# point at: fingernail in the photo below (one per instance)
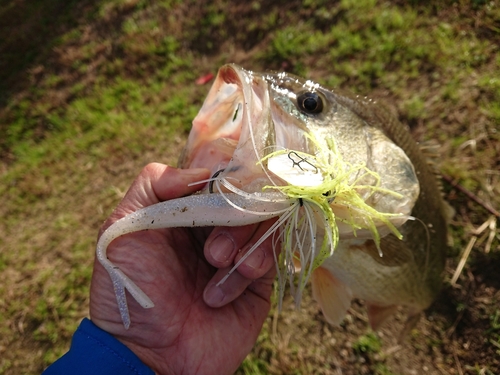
(221, 248)
(194, 171)
(214, 296)
(255, 260)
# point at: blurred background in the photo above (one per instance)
(93, 90)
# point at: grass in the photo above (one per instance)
(94, 91)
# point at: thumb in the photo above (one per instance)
(156, 183)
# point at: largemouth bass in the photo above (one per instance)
(359, 210)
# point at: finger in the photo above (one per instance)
(157, 182)
(223, 244)
(220, 295)
(235, 286)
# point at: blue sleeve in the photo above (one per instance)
(94, 351)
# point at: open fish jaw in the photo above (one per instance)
(342, 179)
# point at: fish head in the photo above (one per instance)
(248, 116)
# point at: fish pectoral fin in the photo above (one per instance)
(333, 296)
(378, 314)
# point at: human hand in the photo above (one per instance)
(195, 327)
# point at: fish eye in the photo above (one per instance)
(310, 102)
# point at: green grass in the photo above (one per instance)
(96, 90)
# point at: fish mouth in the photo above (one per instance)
(233, 129)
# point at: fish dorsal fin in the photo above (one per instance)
(333, 296)
(395, 253)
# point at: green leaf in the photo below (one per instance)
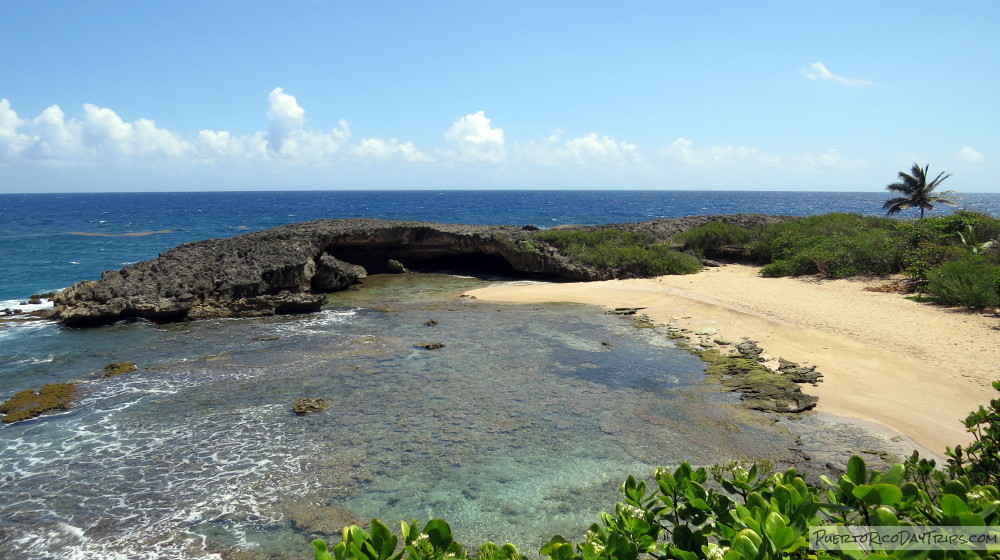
(970, 520)
(894, 475)
(857, 472)
(745, 546)
(952, 505)
(773, 523)
(320, 551)
(884, 517)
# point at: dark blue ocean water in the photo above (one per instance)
(49, 241)
(521, 427)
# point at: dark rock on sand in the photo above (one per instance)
(395, 267)
(118, 368)
(29, 404)
(306, 405)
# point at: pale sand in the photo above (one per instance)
(912, 368)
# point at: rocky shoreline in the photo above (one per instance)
(289, 269)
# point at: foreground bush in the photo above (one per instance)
(971, 282)
(630, 254)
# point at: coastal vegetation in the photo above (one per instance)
(951, 258)
(629, 253)
(748, 512)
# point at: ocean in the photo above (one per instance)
(521, 427)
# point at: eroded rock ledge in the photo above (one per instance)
(288, 269)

▶ Directions
Write out exactly the stretch of lines that begins with the line containing "# point at: fish pectoral" and ends with the last line of the records above, leaving out the pictures.

▶ Solution to the problem
# point at: fish pectoral fin in the photo above (one per instance)
(333, 296)
(378, 314)
# point at: human hand in the photo above (one per instance)
(195, 327)
# point at: fish eye in the photo above (one per instance)
(310, 102)
# point at: green grass in the photo above (one per instance)
(96, 90)
# point at: fish mouth in the photo above (one per instance)
(233, 129)
# point at: fish dorsal fin in the photo above (one per instance)
(333, 296)
(395, 253)
# point at: green leaf in the photo below (one per instance)
(970, 520)
(894, 475)
(857, 472)
(745, 546)
(952, 505)
(773, 523)
(320, 551)
(884, 517)
# point at: dark blue ocean water in the photo above (one per instance)
(49, 241)
(521, 427)
# point at: dark rock on sand in the photo above (one per instance)
(395, 267)
(118, 368)
(29, 404)
(306, 405)
# point at: pale sand in the photo above (one per instance)
(912, 368)
# point at: rocky shoreline in the photo above (one per instance)
(289, 269)
# point at: foreground bush in the photo above (one per instance)
(971, 282)
(630, 254)
# point at: coastal vegetation in the photo above (one per instance)
(951, 258)
(629, 253)
(748, 512)
# point at: ocean in the photo above (one per instance)
(521, 427)
# point at: eroded rock ledge in the photo above (one per instance)
(288, 269)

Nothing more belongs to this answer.